■ Problem description:
Pick out and copy every line of the material below that contains the string "xmlns".

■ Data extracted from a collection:
--

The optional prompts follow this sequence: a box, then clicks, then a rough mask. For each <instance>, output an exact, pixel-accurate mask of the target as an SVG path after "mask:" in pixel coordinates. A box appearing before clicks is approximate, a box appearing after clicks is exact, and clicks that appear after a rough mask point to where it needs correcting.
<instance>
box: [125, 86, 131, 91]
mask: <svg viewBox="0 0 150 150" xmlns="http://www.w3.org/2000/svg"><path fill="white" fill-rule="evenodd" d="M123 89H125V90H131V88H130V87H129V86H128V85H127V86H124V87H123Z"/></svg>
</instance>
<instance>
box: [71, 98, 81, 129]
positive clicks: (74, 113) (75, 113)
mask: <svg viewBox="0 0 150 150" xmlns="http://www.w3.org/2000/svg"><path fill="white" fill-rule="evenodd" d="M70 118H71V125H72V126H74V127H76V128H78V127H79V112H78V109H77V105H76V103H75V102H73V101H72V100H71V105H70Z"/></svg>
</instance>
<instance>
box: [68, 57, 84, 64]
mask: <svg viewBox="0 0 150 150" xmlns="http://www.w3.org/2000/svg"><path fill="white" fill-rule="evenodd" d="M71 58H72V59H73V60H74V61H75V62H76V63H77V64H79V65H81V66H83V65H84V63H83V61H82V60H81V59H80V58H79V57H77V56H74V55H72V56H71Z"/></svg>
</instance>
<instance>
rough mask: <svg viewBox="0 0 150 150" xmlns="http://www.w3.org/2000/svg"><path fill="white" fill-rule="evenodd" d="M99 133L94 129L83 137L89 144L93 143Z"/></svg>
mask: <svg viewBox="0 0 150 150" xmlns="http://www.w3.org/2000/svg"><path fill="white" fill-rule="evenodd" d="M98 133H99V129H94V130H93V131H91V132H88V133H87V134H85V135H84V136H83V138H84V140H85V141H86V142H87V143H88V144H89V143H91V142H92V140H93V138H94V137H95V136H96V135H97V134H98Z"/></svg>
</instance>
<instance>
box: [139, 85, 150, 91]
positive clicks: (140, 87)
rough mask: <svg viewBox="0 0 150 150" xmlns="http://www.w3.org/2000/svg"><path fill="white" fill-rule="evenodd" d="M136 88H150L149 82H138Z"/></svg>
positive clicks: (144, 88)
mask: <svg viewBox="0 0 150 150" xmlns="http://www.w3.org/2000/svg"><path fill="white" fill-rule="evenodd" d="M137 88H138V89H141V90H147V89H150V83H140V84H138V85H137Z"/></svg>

--

■ Completed task:
mask: <svg viewBox="0 0 150 150" xmlns="http://www.w3.org/2000/svg"><path fill="white" fill-rule="evenodd" d="M123 89H125V90H131V88H130V87H129V86H128V85H127V86H124V87H123Z"/></svg>
mask: <svg viewBox="0 0 150 150" xmlns="http://www.w3.org/2000/svg"><path fill="white" fill-rule="evenodd" d="M70 118H71V125H72V126H74V127H76V128H78V127H79V112H78V109H77V105H76V103H75V102H73V101H72V100H71V105H70Z"/></svg>
mask: <svg viewBox="0 0 150 150" xmlns="http://www.w3.org/2000/svg"><path fill="white" fill-rule="evenodd" d="M71 58H72V59H73V60H74V61H75V62H76V63H77V64H79V65H81V66H83V65H84V63H83V61H82V60H81V59H80V58H79V57H77V56H74V55H72V56H71Z"/></svg>
rough mask: <svg viewBox="0 0 150 150" xmlns="http://www.w3.org/2000/svg"><path fill="white" fill-rule="evenodd" d="M99 133L94 129L83 137L89 144L93 143Z"/></svg>
mask: <svg viewBox="0 0 150 150" xmlns="http://www.w3.org/2000/svg"><path fill="white" fill-rule="evenodd" d="M98 133H99V129H94V130H93V131H91V132H88V133H87V134H85V135H84V136H83V138H84V140H85V141H86V142H87V143H88V144H89V143H91V142H92V140H93V138H94V137H95V136H96V135H97V134H98Z"/></svg>
rough mask: <svg viewBox="0 0 150 150" xmlns="http://www.w3.org/2000/svg"><path fill="white" fill-rule="evenodd" d="M136 88H150L149 82H138Z"/></svg>
mask: <svg viewBox="0 0 150 150" xmlns="http://www.w3.org/2000/svg"><path fill="white" fill-rule="evenodd" d="M137 88H138V89H141V90H147V89H150V83H140V84H138V85H137Z"/></svg>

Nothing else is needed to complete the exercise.